Brief 1:
Answer these questions from the court opinion:
(a) Which judge is named as writing the opinion?
(b) Under which statute did the trial court find Stephens to be a vexatious litigator?
(c) What company owns Airy Trails Apartments?
Brief 2:
Retype the court opinion word for word, starting at "Civil Appeal From: Hamilton" and ending at "managed by DPM.".

Text to read:

========================================================================

Opinion
C-220332
06-16-2023
Tina Stephens, pro se, Karen Comisar Prescott, for Defendant-Appellee.
Civil Appeal From: Hamilton County Court of Common Pleas, Trial Nos. A-2102599, A-2201257
Tina Stephens, pro se,
Karen Comisar Prescott, for Defendant-Appellee.
OPINION
Winkler, Judge.
{¶1} Plaintiff-appellant Tina Stephens appeals from the judgment of the Hamilton County Court of Common Pleas, which granted summary judgment (1) dismissing Stephens's complaint against defendant-appellee Downtown Property Management, Inc., ("DPM") as barred by claim preclusion, (2) finding Stephens to be a vexatious litigator under R.C. 2323.52, and (3) finding Stephens engaged in frivolous conduct under R.C. 2323.51. For the following reasons, we affirm the judgment of the trial court.
Facts and Procedural History
{¶2} Stephens was formerly a tenant at Airy Trails Apartments located at 4510 Colerain Avenue. Airy Trails Apartments is owned by Airy Trails Associates LLC and managed by DPM.

========================================================================

[Region annotation listing]

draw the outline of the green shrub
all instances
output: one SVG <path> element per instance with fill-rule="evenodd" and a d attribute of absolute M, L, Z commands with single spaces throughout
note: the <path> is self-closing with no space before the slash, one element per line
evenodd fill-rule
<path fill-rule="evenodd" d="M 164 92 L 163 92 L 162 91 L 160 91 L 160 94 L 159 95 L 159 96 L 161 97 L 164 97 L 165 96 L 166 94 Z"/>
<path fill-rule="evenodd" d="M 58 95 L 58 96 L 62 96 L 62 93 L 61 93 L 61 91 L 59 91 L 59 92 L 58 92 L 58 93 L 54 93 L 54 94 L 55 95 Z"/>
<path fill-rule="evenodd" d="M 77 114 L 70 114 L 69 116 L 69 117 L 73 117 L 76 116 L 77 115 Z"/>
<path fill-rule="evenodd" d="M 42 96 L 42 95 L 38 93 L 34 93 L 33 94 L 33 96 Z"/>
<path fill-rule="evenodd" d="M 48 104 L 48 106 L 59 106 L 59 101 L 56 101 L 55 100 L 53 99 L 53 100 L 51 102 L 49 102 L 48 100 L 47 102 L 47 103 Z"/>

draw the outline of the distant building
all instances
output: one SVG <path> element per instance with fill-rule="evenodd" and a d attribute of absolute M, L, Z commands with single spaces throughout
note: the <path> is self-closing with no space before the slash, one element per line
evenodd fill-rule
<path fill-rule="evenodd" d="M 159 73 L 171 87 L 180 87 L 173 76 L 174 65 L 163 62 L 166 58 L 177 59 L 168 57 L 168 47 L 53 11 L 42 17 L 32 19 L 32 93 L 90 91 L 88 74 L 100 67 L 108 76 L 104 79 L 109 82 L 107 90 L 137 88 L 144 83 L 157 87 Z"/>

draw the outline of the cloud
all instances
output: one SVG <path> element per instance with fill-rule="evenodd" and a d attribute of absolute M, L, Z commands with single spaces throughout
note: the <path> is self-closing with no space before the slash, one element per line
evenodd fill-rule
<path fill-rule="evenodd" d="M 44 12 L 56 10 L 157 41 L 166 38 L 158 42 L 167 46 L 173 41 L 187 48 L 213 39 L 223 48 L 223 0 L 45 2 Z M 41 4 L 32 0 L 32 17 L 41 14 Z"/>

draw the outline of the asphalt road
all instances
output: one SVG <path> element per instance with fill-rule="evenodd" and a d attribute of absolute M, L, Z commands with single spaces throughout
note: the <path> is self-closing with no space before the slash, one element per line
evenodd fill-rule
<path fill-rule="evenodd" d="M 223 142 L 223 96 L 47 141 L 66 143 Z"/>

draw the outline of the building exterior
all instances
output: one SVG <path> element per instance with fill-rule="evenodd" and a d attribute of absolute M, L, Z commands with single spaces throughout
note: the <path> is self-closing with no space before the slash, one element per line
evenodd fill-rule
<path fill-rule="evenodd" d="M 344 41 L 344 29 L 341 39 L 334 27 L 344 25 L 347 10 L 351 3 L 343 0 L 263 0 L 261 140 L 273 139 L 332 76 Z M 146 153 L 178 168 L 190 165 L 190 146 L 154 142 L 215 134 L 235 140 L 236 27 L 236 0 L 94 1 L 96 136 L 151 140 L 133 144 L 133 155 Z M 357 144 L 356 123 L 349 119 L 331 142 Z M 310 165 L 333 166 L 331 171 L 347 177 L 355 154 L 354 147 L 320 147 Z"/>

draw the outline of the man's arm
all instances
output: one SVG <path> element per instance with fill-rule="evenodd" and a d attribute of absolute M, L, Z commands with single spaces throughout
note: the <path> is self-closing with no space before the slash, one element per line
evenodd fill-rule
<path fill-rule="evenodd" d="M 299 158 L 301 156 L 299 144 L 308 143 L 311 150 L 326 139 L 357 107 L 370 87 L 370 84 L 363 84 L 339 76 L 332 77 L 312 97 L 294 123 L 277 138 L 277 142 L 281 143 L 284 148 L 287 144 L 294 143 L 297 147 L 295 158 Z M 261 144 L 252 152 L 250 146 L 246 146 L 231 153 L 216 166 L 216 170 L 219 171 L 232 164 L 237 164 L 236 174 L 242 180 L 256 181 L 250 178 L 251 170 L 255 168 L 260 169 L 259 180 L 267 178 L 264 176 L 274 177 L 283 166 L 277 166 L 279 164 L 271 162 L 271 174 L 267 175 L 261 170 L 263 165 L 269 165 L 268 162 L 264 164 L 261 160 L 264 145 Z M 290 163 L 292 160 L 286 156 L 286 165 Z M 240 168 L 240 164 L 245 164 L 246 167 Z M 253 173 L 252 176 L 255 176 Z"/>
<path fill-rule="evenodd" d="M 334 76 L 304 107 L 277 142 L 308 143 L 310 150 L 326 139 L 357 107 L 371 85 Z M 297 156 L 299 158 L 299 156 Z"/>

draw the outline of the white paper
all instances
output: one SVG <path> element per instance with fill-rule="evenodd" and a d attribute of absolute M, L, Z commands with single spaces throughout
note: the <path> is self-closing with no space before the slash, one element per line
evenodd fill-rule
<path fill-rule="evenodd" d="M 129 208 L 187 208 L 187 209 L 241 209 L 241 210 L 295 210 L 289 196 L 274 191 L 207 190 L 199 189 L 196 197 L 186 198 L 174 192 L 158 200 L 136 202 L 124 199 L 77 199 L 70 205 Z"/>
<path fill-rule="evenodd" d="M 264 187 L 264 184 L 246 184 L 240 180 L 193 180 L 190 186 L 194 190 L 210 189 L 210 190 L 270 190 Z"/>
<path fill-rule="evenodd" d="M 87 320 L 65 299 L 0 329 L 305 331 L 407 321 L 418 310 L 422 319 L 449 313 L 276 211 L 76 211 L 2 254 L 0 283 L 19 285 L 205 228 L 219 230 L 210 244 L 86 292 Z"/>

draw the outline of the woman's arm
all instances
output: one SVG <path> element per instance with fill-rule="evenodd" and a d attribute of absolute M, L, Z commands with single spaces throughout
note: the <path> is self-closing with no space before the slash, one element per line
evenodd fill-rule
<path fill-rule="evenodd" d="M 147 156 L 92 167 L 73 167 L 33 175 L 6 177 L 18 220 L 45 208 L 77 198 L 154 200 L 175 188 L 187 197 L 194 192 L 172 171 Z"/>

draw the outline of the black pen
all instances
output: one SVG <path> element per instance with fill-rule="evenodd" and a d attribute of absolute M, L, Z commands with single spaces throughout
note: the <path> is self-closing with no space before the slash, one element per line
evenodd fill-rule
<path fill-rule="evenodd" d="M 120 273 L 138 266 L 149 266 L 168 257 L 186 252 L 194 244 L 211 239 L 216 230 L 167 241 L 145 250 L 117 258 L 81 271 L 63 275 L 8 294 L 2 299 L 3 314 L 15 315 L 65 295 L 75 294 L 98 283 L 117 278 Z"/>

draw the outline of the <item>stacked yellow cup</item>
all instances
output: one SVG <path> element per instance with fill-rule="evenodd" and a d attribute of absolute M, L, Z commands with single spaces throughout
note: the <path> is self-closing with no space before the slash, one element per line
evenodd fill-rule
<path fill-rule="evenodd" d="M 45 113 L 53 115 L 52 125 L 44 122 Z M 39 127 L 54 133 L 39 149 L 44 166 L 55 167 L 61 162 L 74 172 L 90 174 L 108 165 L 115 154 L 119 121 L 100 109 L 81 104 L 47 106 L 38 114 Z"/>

========================================================================

Exercise answer 1:
(a) Winkler, Judge.
(b) R.C. 2323.52.
(c) Airy Trails Associates LLC.

Exercise answer 2:
Civil Appeal From: Hamilton County Court of Common Pleas, Trial Nos. A-2102599, A-2201257
Tina Stephens, pro se,
Karen Comisar Prescott, for Defendant-Appellee.
OPINION
Winkler, Judge.
{¶1} Plaintiff-appellant Tina Stephens appeals from the judgment of the Hamilton County Court of Common Pleas, which granted summary judgment (1) dismissing Stephens's complaint against defendant-appellee Downtown Property Management, Inc., ("DPM") as barred by claim preclusion, (2) finding Stephens to be a vexatious litigator under R.C. 2323.52, and (3) finding Stephens engaged in frivolous conduct under R.C. 2323.51. For the following reasons, we affirm the judgment of the trial court.
Facts and Procedural History
{¶2} Stephens was formerly a tenant at Airy Trails Apartments located at 4510 Colerain Avenue. Airy Trails Apartments is owned by Airy Trails Associates LLC and managed by DPM.